------ Input data

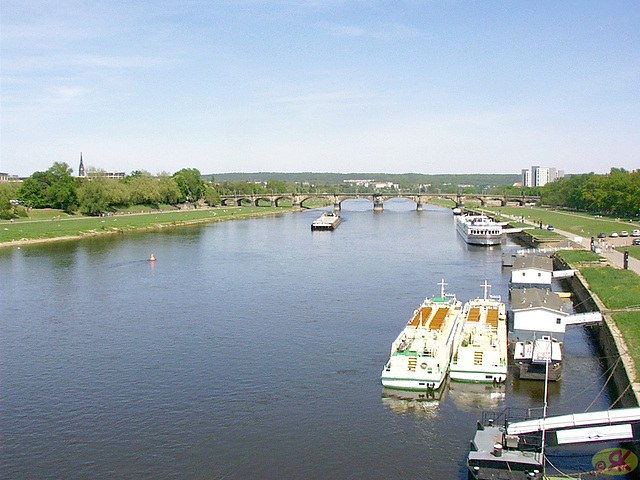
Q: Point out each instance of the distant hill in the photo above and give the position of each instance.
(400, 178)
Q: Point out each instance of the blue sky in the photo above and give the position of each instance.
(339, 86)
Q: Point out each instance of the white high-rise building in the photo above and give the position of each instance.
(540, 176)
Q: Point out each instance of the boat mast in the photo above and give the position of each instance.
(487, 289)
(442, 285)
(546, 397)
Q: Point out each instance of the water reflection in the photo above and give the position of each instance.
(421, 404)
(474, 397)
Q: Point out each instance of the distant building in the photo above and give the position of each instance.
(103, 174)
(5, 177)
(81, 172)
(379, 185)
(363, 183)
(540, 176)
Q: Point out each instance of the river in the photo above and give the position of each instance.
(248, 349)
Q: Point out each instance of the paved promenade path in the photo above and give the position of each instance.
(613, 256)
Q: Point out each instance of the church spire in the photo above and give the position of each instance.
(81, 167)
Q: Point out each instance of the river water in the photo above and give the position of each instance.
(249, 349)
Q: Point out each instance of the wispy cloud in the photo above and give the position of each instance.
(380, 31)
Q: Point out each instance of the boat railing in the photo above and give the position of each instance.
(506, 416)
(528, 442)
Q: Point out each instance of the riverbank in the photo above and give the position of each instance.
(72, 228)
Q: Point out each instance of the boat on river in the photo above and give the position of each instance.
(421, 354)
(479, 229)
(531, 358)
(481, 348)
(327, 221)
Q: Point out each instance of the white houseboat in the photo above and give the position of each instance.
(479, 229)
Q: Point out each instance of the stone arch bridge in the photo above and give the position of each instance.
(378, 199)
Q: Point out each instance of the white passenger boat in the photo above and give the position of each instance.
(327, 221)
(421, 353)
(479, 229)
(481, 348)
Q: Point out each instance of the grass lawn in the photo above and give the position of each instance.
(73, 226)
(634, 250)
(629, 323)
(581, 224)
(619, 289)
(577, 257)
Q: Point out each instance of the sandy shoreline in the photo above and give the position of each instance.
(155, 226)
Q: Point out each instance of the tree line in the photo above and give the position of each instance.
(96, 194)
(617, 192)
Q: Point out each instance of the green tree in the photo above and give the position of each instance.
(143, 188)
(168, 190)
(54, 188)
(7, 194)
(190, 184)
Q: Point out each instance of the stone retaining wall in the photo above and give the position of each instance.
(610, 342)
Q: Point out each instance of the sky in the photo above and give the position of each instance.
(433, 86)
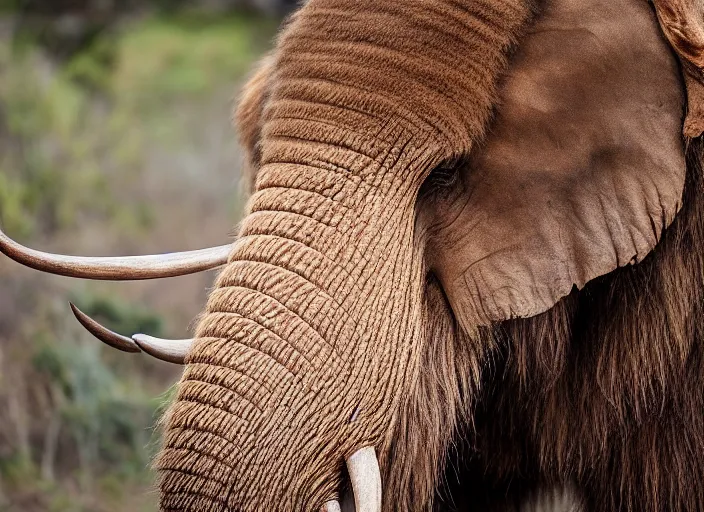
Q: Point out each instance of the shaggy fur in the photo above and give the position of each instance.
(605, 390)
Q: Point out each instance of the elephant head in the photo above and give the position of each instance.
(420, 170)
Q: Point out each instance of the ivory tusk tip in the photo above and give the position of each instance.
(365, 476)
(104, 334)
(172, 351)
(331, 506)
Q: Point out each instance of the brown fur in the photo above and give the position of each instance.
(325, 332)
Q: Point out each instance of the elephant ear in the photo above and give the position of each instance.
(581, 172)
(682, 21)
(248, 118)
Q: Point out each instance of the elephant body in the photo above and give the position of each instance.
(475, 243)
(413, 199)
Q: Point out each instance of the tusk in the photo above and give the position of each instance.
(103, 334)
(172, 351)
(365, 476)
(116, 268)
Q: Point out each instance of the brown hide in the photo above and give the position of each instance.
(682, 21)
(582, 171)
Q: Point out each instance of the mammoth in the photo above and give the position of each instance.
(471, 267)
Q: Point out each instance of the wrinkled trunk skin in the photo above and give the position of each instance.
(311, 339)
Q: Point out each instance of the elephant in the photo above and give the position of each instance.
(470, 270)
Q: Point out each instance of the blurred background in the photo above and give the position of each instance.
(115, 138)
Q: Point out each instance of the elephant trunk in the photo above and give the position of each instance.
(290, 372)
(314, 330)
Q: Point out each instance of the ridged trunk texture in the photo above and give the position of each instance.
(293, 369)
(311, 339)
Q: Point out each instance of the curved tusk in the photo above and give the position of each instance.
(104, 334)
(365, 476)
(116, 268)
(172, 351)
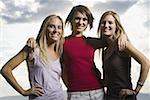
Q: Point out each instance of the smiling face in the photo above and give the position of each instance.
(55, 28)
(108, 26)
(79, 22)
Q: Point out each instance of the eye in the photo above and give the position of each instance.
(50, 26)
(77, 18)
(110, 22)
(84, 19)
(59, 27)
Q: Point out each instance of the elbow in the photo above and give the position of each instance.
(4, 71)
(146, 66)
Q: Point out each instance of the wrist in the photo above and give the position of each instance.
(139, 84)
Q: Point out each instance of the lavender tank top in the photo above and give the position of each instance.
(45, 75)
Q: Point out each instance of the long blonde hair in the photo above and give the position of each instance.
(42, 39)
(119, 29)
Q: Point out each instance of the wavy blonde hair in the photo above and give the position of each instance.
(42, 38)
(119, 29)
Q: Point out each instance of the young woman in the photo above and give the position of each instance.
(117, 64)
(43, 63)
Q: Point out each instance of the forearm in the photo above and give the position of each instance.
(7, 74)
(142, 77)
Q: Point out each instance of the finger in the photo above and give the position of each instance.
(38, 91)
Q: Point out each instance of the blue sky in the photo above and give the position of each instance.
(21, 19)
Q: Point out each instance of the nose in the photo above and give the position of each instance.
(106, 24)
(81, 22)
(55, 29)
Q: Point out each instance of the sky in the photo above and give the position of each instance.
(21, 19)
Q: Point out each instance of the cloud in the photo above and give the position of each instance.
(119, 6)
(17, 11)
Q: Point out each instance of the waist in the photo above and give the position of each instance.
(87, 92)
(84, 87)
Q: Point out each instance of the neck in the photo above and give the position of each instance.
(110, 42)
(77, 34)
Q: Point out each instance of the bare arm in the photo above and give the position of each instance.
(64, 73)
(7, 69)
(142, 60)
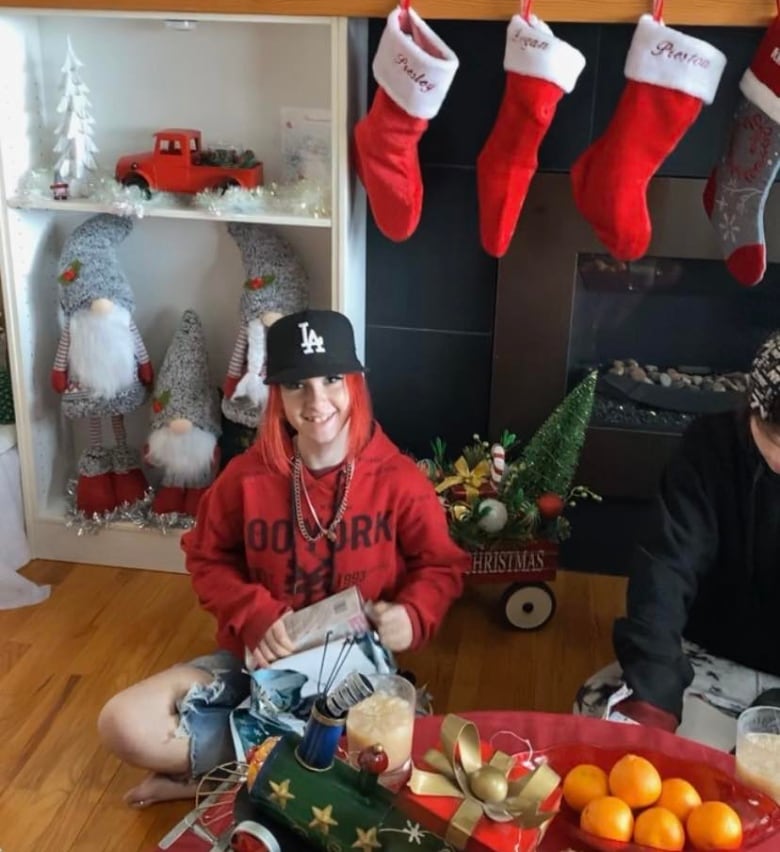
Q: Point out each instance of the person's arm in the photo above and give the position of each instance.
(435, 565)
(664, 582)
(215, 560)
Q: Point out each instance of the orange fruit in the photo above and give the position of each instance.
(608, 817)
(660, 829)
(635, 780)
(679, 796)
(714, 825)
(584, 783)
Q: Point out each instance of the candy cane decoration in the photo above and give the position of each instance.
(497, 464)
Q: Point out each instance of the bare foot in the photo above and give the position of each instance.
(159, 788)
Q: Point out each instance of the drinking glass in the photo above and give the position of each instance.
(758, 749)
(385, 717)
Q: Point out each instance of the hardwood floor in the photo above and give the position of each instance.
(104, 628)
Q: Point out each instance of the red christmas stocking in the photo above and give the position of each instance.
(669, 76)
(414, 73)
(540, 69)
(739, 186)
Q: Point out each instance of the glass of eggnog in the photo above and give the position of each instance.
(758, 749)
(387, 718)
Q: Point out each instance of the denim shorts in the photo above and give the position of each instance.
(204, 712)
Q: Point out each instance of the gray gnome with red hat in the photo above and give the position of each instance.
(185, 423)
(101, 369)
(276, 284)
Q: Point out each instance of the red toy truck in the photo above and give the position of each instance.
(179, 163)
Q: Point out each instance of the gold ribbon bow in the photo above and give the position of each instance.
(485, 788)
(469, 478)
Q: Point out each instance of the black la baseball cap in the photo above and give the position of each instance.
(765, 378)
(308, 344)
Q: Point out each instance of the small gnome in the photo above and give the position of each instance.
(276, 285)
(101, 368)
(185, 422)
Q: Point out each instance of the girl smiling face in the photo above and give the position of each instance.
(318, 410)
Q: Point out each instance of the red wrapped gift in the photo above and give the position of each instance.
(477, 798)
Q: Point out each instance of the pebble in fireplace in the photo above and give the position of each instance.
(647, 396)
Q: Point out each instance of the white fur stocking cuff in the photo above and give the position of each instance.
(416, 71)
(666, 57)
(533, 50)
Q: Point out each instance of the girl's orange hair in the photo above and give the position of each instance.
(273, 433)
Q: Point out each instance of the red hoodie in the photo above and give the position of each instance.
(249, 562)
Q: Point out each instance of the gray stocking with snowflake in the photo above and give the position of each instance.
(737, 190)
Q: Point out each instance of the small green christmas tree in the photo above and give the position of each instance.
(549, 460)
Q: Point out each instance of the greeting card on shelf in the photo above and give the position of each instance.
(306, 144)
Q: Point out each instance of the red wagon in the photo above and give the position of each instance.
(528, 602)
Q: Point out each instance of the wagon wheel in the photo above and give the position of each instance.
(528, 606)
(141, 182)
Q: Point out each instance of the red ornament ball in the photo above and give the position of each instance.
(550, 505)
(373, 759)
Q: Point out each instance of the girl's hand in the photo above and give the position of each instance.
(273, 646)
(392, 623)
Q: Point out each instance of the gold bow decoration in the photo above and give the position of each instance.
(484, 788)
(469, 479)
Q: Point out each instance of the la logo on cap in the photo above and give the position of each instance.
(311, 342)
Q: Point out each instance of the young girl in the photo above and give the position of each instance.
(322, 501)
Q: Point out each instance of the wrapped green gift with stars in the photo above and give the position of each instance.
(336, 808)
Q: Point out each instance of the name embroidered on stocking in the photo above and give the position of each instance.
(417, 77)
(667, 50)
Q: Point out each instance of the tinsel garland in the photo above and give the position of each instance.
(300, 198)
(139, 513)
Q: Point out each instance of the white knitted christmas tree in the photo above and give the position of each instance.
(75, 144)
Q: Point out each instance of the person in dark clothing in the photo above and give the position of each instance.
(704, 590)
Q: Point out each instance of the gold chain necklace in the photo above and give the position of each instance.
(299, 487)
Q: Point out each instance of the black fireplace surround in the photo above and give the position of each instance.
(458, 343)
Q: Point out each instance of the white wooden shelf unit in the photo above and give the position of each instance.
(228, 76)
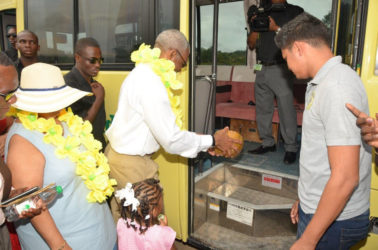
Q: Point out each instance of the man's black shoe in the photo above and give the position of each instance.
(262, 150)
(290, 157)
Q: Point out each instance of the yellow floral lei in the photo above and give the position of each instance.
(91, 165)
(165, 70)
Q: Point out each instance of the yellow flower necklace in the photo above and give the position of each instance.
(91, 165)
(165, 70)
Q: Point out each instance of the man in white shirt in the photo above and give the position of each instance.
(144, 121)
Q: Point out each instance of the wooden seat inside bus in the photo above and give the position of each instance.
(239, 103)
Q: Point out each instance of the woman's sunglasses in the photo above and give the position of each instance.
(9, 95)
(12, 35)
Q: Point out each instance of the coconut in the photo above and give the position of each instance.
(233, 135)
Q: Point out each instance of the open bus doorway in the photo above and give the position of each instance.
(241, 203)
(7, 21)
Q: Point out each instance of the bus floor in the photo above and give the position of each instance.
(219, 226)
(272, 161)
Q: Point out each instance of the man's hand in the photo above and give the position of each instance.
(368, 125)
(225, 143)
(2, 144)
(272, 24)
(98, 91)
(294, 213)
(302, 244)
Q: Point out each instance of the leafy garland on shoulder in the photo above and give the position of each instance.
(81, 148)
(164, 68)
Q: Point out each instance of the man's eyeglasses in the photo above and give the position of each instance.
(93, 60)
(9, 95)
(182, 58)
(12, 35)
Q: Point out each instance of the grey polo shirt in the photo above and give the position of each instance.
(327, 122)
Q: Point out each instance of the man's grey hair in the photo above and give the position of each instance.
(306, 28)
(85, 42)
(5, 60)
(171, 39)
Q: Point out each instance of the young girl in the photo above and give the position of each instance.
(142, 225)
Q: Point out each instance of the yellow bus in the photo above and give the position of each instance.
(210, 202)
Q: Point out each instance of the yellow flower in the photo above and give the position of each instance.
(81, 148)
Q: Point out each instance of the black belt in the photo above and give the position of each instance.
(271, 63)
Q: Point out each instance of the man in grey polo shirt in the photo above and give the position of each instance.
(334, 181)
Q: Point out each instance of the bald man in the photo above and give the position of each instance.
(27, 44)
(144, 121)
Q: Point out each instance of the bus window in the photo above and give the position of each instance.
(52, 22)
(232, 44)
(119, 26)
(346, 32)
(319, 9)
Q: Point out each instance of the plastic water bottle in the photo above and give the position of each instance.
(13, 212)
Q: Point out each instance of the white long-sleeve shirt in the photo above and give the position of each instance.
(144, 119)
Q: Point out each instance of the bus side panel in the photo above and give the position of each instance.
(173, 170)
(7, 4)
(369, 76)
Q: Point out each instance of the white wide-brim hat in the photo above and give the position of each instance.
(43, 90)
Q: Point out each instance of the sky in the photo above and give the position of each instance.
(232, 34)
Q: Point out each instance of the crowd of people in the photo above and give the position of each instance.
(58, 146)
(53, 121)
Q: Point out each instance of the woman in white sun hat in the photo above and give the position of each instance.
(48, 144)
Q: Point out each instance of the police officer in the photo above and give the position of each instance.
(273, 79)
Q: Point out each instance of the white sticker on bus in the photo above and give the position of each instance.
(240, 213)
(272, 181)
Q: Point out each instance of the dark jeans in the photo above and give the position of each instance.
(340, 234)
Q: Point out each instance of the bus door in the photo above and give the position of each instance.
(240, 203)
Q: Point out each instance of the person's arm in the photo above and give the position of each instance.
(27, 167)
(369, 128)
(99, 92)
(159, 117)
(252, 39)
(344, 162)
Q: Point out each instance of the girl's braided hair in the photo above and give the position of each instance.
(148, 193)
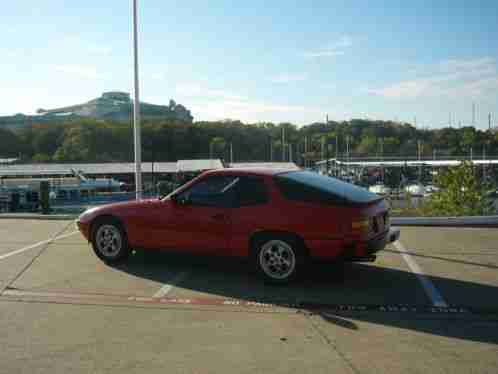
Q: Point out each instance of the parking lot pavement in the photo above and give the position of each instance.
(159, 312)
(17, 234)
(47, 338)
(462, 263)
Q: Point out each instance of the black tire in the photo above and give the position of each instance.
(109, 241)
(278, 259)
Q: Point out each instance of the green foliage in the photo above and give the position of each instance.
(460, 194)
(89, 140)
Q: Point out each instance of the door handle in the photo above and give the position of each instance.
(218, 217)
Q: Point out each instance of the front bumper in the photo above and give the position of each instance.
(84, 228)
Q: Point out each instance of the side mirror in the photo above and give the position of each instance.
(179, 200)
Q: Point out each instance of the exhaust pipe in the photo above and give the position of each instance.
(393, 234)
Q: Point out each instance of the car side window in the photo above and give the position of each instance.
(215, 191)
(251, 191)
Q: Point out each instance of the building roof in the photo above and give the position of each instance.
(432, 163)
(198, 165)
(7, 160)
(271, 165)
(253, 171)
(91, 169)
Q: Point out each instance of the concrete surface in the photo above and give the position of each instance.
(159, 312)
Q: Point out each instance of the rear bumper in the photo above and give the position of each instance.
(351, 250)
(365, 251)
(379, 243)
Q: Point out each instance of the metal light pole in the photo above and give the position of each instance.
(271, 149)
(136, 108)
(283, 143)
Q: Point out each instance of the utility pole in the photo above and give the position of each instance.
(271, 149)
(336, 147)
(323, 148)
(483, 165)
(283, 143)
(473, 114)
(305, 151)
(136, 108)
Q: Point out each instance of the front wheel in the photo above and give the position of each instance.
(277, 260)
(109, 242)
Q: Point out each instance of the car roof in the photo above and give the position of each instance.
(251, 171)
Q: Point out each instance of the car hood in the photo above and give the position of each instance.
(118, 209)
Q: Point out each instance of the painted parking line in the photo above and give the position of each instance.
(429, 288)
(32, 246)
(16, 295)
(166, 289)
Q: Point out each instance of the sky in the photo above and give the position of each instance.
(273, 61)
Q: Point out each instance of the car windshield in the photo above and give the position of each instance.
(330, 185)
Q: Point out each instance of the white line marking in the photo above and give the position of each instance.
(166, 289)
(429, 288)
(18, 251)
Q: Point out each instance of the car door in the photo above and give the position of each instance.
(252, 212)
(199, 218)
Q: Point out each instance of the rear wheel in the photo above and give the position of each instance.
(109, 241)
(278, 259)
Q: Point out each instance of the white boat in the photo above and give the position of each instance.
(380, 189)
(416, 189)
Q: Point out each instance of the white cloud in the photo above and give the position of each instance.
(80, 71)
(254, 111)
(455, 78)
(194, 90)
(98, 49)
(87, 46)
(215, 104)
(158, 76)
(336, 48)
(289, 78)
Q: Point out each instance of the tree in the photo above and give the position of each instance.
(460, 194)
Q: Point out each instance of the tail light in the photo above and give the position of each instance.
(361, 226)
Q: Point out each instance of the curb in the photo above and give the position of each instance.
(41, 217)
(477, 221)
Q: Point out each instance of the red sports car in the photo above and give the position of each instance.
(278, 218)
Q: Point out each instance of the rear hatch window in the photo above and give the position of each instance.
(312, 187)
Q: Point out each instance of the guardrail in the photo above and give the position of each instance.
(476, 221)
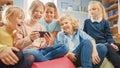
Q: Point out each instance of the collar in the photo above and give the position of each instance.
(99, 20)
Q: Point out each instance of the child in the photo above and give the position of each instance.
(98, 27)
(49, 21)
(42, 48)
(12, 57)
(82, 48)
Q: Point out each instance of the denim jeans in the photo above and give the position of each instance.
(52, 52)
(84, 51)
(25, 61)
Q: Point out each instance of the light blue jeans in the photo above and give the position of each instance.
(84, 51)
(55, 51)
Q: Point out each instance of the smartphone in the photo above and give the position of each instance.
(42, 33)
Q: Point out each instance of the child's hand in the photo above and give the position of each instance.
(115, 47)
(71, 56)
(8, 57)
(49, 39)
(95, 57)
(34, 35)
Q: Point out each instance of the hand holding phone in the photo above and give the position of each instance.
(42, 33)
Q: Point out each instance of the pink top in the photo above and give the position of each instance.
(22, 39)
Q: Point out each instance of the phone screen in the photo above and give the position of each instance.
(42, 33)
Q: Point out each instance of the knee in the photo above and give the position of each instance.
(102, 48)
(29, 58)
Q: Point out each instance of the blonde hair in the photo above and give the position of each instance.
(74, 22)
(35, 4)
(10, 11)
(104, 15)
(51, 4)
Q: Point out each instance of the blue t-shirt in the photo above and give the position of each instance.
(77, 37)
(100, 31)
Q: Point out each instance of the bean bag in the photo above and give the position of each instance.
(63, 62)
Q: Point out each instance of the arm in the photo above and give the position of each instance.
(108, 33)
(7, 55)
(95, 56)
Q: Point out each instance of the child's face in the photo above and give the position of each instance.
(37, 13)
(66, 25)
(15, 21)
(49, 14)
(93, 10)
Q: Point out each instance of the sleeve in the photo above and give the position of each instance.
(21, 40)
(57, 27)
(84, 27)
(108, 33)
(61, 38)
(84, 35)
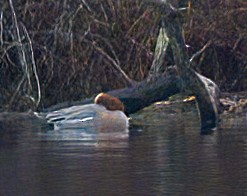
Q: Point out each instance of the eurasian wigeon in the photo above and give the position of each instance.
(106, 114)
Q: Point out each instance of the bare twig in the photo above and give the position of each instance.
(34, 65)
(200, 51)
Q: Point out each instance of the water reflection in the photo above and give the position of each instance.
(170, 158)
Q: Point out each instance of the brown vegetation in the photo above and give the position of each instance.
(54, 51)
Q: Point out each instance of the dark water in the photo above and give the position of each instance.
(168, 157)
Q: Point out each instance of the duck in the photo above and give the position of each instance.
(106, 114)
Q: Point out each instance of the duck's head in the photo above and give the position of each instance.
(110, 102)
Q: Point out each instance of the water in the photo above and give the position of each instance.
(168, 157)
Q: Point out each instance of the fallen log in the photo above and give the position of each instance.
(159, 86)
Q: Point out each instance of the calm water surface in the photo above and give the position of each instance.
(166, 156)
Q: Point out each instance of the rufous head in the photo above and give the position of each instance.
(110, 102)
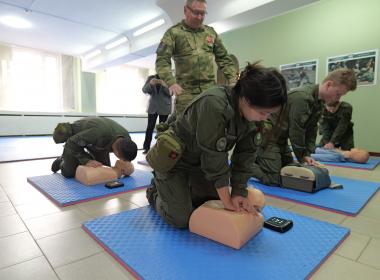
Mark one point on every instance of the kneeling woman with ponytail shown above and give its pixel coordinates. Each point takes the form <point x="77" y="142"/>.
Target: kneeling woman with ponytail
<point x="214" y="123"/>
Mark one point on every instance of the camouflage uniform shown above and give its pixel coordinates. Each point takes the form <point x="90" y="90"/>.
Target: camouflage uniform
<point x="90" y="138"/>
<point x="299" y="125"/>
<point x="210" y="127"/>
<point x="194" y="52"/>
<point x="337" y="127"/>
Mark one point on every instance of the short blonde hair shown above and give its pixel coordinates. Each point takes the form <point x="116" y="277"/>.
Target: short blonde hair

------------

Requirement:
Give back exactly the lines that run from the line with "Mark one point on every instance of the camouflage" through the close of the material, counting both ends, and nothing more.

Solution:
Mark one point on every instance of the camouflage uniform shown above and give its pixel coordinates. Each point takes the form <point x="90" y="90"/>.
Target: camouflage uniform
<point x="90" y="138"/>
<point x="299" y="125"/>
<point x="210" y="127"/>
<point x="194" y="52"/>
<point x="337" y="127"/>
Mark one point on every instance of the short blonde hair shown above and give its pixel coordinates. Each point takes the form <point x="116" y="277"/>.
Target: short blonde hair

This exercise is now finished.